Top of SUPPLIED DATA

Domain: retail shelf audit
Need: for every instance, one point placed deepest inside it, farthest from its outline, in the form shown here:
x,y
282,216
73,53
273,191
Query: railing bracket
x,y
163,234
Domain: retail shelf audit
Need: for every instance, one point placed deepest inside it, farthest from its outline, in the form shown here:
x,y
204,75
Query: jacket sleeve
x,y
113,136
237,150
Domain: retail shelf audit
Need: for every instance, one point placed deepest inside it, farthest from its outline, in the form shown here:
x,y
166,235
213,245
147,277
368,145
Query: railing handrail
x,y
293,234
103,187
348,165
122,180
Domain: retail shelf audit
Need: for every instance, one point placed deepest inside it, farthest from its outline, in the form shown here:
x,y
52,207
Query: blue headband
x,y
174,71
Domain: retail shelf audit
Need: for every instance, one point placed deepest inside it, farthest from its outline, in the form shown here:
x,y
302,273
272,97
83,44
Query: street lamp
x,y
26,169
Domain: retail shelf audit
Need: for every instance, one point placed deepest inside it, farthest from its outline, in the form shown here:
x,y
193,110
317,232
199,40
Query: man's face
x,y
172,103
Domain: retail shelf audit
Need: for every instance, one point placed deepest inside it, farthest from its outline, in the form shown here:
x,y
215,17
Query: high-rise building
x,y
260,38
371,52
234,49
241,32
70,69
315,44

Bottom of SUPPLIED DATA

Restate all entries above verbatim.

Domain: retail shelf audit
Need: for every instance, one point placed deepest inside it, farthest from its outline, in the form shown here:
x,y
282,216
73,53
273,191
Query: railing bracket
x,y
163,234
Domain: retail shelf audit
Need: for every instance, one point placed deepest inside it, farthest from its outline, in the form shown here:
x,y
204,75
Query: jacket sleeve
x,y
113,136
237,150
Domain: retail shelf audit
Need: for every instance, one point placed deepest inside it, farthest from its outline, in the form shown here:
x,y
166,235
213,245
147,277
368,145
Query: railing handrail
x,y
293,234
103,187
348,165
122,180
Domain: retail shelf audit
Need: for every instance, one point placed deepest inside it, farthest from its outline, in the form shown here:
x,y
52,207
Query: blue headband
x,y
174,71
Domain: retail shelf audit
Need: for every instance, one point placed deepest inside it, farthest from its outline, in the form shown here:
x,y
302,273
272,97
83,44
Query: street lamp
x,y
26,169
Domain: retail shelf audit
Need: for every instance, one point placed deepest inside it, farthest from its outline, in the form shown here:
x,y
193,110
317,232
199,40
Query: man's face
x,y
172,103
Domain: retail shelf audit
Need: for every instance, one point placed deepest inside it, farthest from its outline, in the form shown here:
x,y
215,17
Query: high-rise building
x,y
260,38
371,52
234,49
241,32
70,69
315,44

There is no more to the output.